[Stored data]
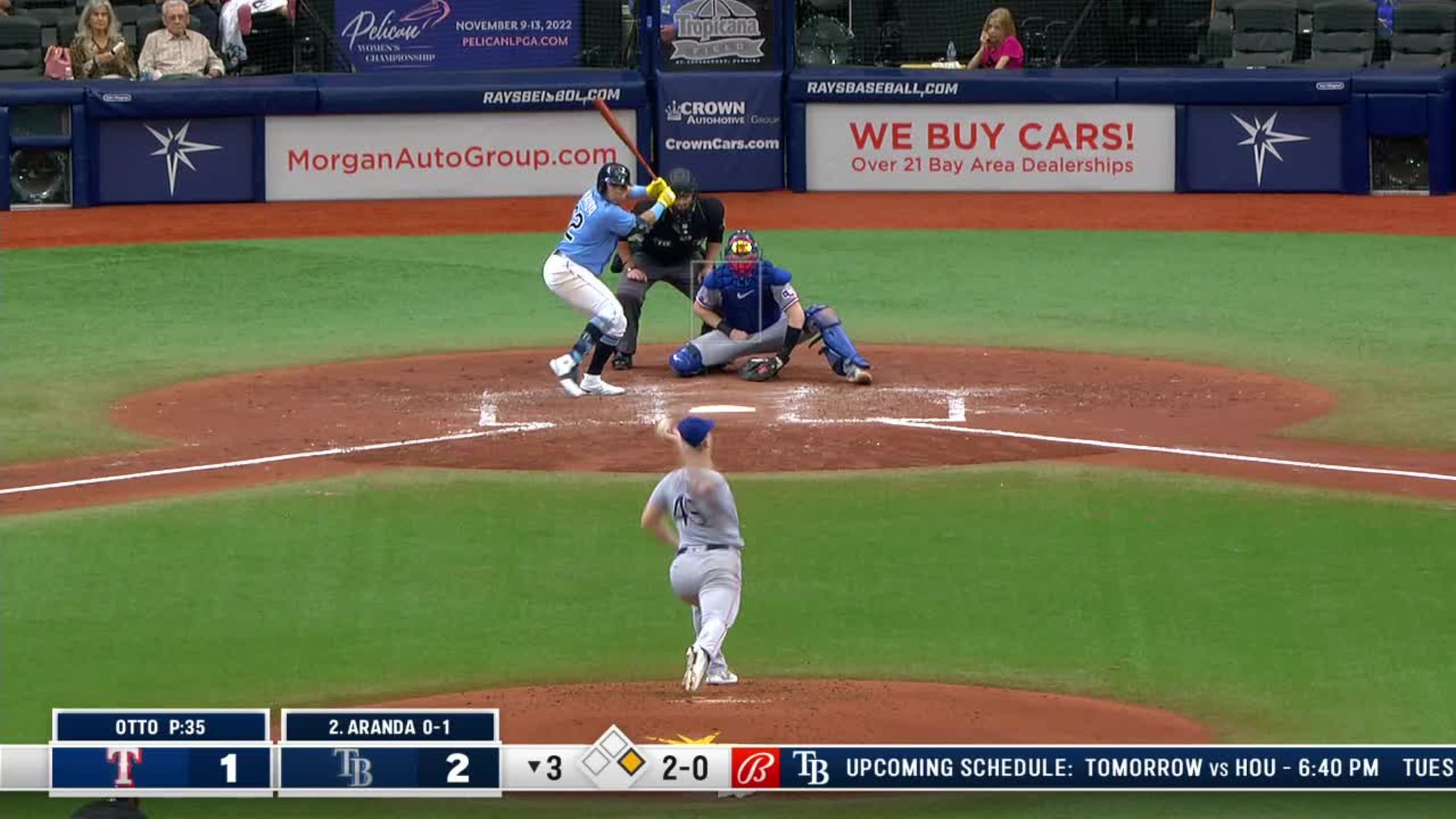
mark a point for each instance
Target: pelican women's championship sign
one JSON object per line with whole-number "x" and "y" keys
{"x": 459, "y": 35}
{"x": 700, "y": 35}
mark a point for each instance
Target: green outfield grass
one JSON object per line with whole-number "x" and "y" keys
{"x": 1363, "y": 315}
{"x": 980, "y": 805}
{"x": 1266, "y": 612}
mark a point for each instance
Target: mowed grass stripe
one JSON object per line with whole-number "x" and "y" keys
{"x": 1363, "y": 315}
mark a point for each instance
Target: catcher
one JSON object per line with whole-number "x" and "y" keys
{"x": 753, "y": 309}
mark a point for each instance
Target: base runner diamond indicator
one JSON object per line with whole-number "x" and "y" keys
{"x": 631, "y": 763}
{"x": 612, "y": 761}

Problem to work on> Go to the line with "Target: mowed grass stripe" in the entries above and repeat every line from there through the line with "Target: base runner diamond indicator", exactly and with no other text.

Answer below>
Target: mowed grass stripe
one JSON object per line with whole-number "x" and "y" keys
{"x": 1363, "y": 315}
mark a point for each instance
Target: catcher
one JSON object per line with whole-number "x" and "y" keys
{"x": 753, "y": 309}
mark a point for each instance
Target: base runner diamond indicator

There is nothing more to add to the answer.